Document segment:

+--

CCT210 FINAL EXAM STUDY GUIDE

PART 1:

Disembodiment/ re-embodiment:
- Danesi states that in result of the use of computers and technology has led to what we know as disembodiment, which surrounds the ideology of Cartesian Dualism
- Cartesian Dualism: constant exposure to virtual realities in cyberspace are leading to a gradual entrenchment of a bizarre modern form of Cartesian Dualism in which body and mind are viewed as separate entities
- This is known as the disembodiment process
- It is the ideology of the creation of a virtual world in which the mind is separated from the body
o EX. Video game addiction: call of duty
o EX. Cyberjunkies: people addicted to being online
- In result to this the user is interacting with the representation and not reality
- Virtual reality has become more widespread and it further expands disembodiment
- Danesi states that the convergence of media and the constant exposure to cyberspace mediation will eventually reshape the world’s signifying orders by turning upside down traditional ideas of human interaction, communication, representation, physical place, textuality and even reality
- Re-embodiment:
- As digital technologies continues to advance, technology will bring the regeneration of the body and mind
- is a process defined by Marshall McLuhan (1964) also known as ‘re-tribalization’, which refers to the ideology that with more use of computers and global communication more people will go back towards using traditional forms of communication.
- Re-tribalization refers to humans that live in a virtual society will desire to live as a tribal society
- The manifestation processes are everywhere. Even though people today see themselves as interconnected to world events (through TV and Internet) they still have a strong desire to live in the free world. So rather than having resolved conflicts among people by allowing them into contact, digital technology has brought out the “tribal animal” within us even more
- Re-tribalization involves re-embodiment, since it engages people in face to face contact.

Convergence:
- advances in digital technology and in telecommunication networks have led to a convergence of all media into one overall mediated system of communications
- This has led to the emergence of new lifestyles and careers to the creation of new institutions and to radical paradigm shifts in all domains of social organizations
- Is the manifestation of digitization of all media technologies and the integrations of media into computer networks
- Ex. Telephone: iphone 3g (integrates phone, music, internet etc.)
- Ex. Print media: newspapers (printed and online versions)
- Ex. Film: additions of special effects and digital animation (Toy Story)

+--

Required actions:
(1) Using the study guide, say whether each statement agrees with it. Answer yes or no for each and quote the deciding words. (a) Re-embodiment is a process defined by Marshall McLuhan in 1964. (b) Virtual reality has become less widespread. (c) Newspapers are given as a print media example of convergence.
(2) According to the study guide, Danesi says media convergence and cyberspace mediation will turn upside down traditional ideas of several things. List them all.
(3) Please go on with the study guide from its last line, in the same note style.

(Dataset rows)
+--

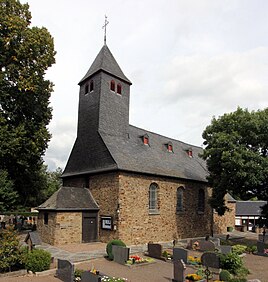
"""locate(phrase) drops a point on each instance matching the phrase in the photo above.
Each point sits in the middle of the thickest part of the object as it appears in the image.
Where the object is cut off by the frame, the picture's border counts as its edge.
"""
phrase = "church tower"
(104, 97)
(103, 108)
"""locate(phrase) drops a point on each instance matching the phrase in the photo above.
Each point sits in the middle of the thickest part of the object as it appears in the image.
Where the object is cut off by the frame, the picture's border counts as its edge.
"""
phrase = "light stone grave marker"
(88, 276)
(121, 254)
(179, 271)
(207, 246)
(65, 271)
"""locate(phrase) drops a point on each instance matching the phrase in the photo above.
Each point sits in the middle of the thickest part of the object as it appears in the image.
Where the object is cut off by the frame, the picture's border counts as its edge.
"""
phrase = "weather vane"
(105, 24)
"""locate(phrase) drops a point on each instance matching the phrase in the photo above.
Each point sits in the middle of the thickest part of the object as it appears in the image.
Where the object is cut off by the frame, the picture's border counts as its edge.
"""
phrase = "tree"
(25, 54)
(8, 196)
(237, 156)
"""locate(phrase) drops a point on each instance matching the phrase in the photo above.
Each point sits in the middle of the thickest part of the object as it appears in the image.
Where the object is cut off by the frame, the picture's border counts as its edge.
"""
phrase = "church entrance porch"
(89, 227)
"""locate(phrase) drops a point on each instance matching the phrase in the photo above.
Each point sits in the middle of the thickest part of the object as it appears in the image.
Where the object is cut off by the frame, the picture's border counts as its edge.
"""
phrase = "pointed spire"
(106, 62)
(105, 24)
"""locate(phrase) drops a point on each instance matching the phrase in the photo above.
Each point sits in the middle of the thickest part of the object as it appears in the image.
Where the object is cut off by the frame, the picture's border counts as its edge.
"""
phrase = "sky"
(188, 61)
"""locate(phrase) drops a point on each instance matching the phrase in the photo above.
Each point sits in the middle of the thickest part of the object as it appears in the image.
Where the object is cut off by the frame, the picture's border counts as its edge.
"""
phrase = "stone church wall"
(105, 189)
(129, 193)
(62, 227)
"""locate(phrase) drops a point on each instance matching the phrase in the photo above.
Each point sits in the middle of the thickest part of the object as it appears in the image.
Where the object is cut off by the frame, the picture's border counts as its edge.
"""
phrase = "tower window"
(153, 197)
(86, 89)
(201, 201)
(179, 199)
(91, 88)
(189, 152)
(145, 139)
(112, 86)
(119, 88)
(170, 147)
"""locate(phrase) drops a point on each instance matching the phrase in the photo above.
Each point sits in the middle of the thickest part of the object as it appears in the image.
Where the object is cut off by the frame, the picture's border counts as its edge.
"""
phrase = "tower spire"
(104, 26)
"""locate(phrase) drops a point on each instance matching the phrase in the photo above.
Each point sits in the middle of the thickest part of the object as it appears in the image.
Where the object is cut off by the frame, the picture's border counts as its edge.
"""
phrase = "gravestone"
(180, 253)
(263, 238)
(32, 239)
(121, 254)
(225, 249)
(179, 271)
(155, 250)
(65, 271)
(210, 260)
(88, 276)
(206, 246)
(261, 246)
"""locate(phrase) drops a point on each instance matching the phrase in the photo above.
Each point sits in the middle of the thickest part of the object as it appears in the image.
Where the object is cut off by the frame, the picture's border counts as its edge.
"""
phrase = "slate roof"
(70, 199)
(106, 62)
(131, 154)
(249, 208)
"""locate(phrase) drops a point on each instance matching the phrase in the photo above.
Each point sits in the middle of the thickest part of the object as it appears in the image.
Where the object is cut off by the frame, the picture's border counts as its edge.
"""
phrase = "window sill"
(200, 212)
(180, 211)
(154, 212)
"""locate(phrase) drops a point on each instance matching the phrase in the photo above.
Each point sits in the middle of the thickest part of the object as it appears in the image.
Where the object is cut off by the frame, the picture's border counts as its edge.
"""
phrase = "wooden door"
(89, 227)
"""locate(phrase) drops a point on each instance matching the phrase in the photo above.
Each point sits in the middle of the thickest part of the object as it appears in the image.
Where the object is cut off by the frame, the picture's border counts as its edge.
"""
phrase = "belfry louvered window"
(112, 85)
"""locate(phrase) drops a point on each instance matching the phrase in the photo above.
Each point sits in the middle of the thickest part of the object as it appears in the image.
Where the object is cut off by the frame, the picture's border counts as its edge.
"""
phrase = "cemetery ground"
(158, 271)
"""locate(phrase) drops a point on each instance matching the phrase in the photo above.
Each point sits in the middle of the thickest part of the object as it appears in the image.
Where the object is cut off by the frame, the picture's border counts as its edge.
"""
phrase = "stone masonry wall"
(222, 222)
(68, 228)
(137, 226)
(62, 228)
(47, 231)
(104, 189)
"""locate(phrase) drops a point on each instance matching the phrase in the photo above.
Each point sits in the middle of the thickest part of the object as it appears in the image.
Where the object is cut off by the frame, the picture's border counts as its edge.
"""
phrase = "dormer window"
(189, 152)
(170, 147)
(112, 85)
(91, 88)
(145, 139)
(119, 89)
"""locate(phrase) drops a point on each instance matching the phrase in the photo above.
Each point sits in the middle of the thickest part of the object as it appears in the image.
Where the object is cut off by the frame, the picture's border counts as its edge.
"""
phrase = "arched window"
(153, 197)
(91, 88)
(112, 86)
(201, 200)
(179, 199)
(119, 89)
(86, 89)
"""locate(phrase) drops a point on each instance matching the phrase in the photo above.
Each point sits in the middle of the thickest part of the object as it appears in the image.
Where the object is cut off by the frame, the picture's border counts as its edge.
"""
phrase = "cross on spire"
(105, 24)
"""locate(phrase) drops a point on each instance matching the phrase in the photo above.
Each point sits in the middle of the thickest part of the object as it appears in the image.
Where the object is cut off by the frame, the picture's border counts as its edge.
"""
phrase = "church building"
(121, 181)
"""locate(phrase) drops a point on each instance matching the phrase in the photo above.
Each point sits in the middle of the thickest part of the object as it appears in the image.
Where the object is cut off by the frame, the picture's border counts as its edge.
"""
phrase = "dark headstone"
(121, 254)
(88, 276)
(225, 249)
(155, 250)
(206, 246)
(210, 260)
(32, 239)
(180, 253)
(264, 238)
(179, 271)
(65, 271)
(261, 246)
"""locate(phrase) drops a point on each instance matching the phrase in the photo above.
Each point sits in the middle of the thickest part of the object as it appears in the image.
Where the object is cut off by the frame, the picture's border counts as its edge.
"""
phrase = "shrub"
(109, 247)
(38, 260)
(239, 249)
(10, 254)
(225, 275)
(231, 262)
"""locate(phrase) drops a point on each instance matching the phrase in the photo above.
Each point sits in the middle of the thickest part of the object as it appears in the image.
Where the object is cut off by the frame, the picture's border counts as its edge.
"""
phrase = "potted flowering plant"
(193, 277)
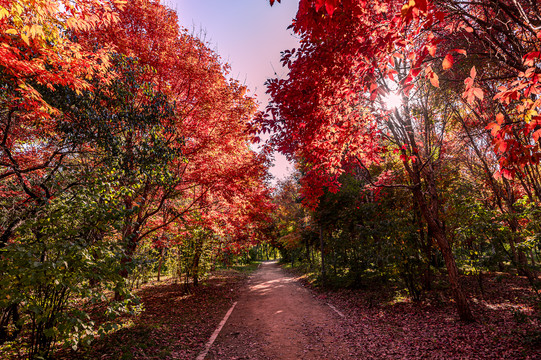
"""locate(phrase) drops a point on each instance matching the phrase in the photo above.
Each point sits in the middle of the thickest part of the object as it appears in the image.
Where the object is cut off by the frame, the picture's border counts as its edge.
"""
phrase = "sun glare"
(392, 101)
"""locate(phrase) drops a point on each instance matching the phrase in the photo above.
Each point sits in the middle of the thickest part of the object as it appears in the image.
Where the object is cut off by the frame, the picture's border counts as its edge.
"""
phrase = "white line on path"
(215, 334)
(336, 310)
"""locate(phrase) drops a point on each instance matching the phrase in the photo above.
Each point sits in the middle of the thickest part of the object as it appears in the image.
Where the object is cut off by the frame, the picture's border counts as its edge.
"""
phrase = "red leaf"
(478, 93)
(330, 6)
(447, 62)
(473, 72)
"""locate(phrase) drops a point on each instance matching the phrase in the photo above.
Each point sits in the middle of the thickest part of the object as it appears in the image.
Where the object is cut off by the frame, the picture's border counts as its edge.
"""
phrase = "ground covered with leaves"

+--

Outputs for the tasks:
(1)
(a) Yes: "is a process defined by Marshall McLuhan (1964) also known as ‘re-tribalization’"
(b) No: "Virtual reality has become more widespread and it further expands disembodiment"
(c) Yes: "Ex. Print media: newspapers (printed and online versions)"

(2)
- human interaction
- communication
- representation
- physical place
- textuality
- reality

(3)
- Media convergence is the result of the development of computer technology.
- The convergence of the computer with all other media technologies is the defining characteristic of mass communications today.

Advertising Textuality:
- the construction of advertisements and commercials on the basis of the specific signification systems built intentionally into products.
- use of jingles which typically brings out some aspect of the product in a memorable way ,
- creation of fictious characters so as to assign a visual portraiture to the product, Ex Ronald McDonald
- there is a dynamic interplay between advertising, pop culture, general social tendencies, whereby one influences the another through a constant synergy.
- 2 main techniques used by advertisers:
o Positioning: placing or targeting a product for the right people (target market)
o Image Creation: creating an image for a product means shaping/creating a personality/characteristics for the product with which someone can relate to (i.e. name, logo, price, overall presentation of a product)
à ads often rely on mythologization in which brand names, logos, packaging, are related with some mythic meaning. Example: quest for youth, beauty.
Gender typing:
- The pattern of masculine or feminine behavior of an individual that is defined by a particular culture and that is largely determined by a child's
- As children get older they learn about themselves, who they are and how they are supposed to act and what is appropriate for the gender specific behaviour
- Ex. Disney: there are gender representation in Disney animated classics that are based on popular fairytales
- They follow gender specific narratives that gender type characters in their films
o Ex. Heroes (Hercules) seen as strong, masculine, tall, handsome, brave
§ All ways wins, and gets the girl
o Ex. Snow White: female roles are often portrayed as domestic and beautiful. They have long legs, bright eyes long eyelashes
- Disney uses these gender typing implications to shape gender stereotypes which are often naturalized into society


Machinism:
- Also known as “Intelligent Machines” or the Science of “Artificial Intelligence”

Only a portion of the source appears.